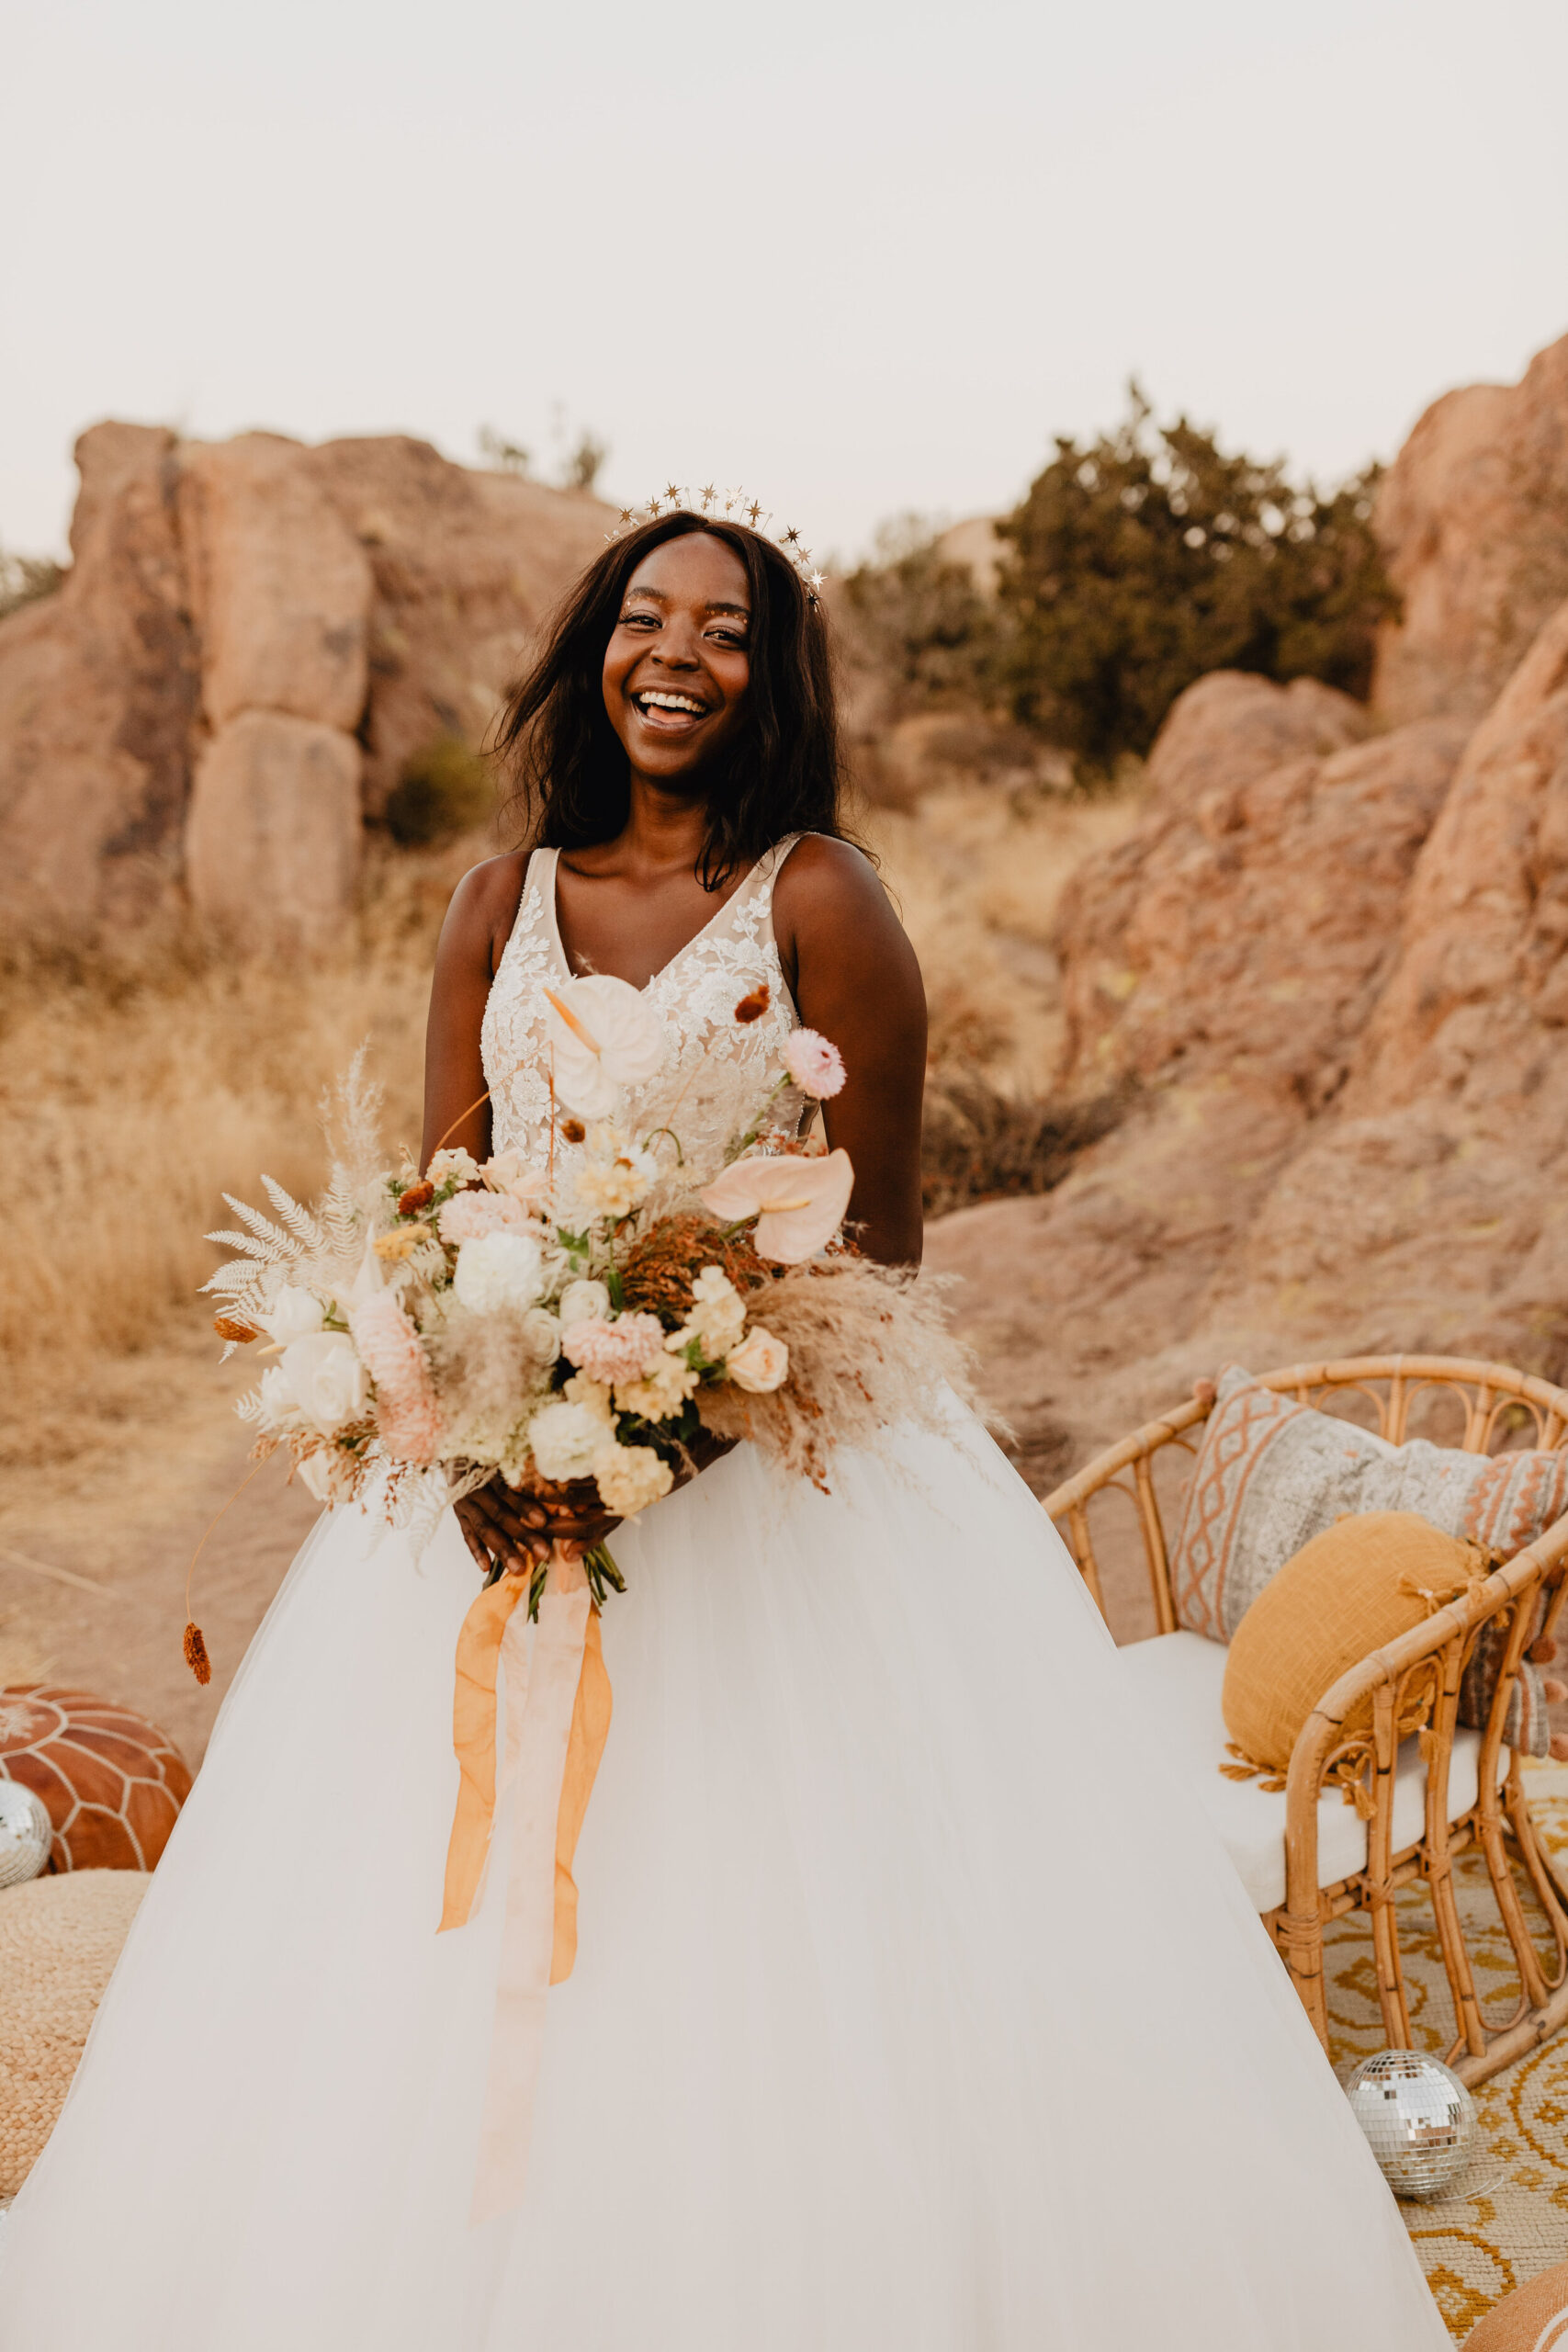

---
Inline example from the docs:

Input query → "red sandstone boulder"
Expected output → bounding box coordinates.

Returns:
[1371,332,1568,729]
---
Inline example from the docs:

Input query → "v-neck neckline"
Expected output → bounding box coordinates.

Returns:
[541,845,763,995]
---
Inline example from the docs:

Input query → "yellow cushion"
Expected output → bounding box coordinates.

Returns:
[1221,1511,1487,1781]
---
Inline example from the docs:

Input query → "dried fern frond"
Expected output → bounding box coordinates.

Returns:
[260,1171,328,1252]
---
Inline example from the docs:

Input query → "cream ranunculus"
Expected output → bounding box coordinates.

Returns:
[725,1325,790,1393]
[559,1278,612,1328]
[592,1441,673,1519]
[427,1146,482,1188]
[279,1331,369,1435]
[453,1231,545,1314]
[258,1284,326,1345]
[543,976,667,1119]
[686,1265,746,1357]
[527,1398,608,1482]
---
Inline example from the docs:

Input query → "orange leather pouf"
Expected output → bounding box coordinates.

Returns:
[1464,2263,1568,2348]
[0,1686,191,1871]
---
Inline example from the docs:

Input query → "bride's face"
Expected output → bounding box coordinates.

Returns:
[602,532,752,788]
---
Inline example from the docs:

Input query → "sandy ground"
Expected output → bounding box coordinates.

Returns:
[0,1354,321,1767]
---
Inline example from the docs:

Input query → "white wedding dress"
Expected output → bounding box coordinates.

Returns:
[0,840,1447,2349]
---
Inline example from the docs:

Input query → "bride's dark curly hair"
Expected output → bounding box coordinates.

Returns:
[493,511,858,889]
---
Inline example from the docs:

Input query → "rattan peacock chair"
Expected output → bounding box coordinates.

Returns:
[1042,1356,1568,2086]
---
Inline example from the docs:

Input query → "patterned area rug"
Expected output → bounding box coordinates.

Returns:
[1325,1758,1568,2340]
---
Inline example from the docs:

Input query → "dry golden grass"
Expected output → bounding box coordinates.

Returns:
[0,782,1139,1510]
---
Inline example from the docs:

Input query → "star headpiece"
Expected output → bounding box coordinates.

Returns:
[605,483,827,604]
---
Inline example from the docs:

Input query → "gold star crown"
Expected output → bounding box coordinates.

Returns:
[605,484,826,604]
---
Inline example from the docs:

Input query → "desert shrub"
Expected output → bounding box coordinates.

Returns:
[920,1073,1128,1216]
[385,736,496,846]
[995,386,1396,766]
[0,546,66,621]
[838,515,995,708]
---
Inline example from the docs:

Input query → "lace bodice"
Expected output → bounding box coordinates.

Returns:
[480,837,803,1184]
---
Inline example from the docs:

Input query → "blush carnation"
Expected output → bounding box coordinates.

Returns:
[437,1189,532,1245]
[348,1293,444,1464]
[783,1028,845,1100]
[561,1312,668,1386]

§ **Exercise objective**:
Say how many lines in the entries above contain the string "bride", offering no other words.

§ **Response box**:
2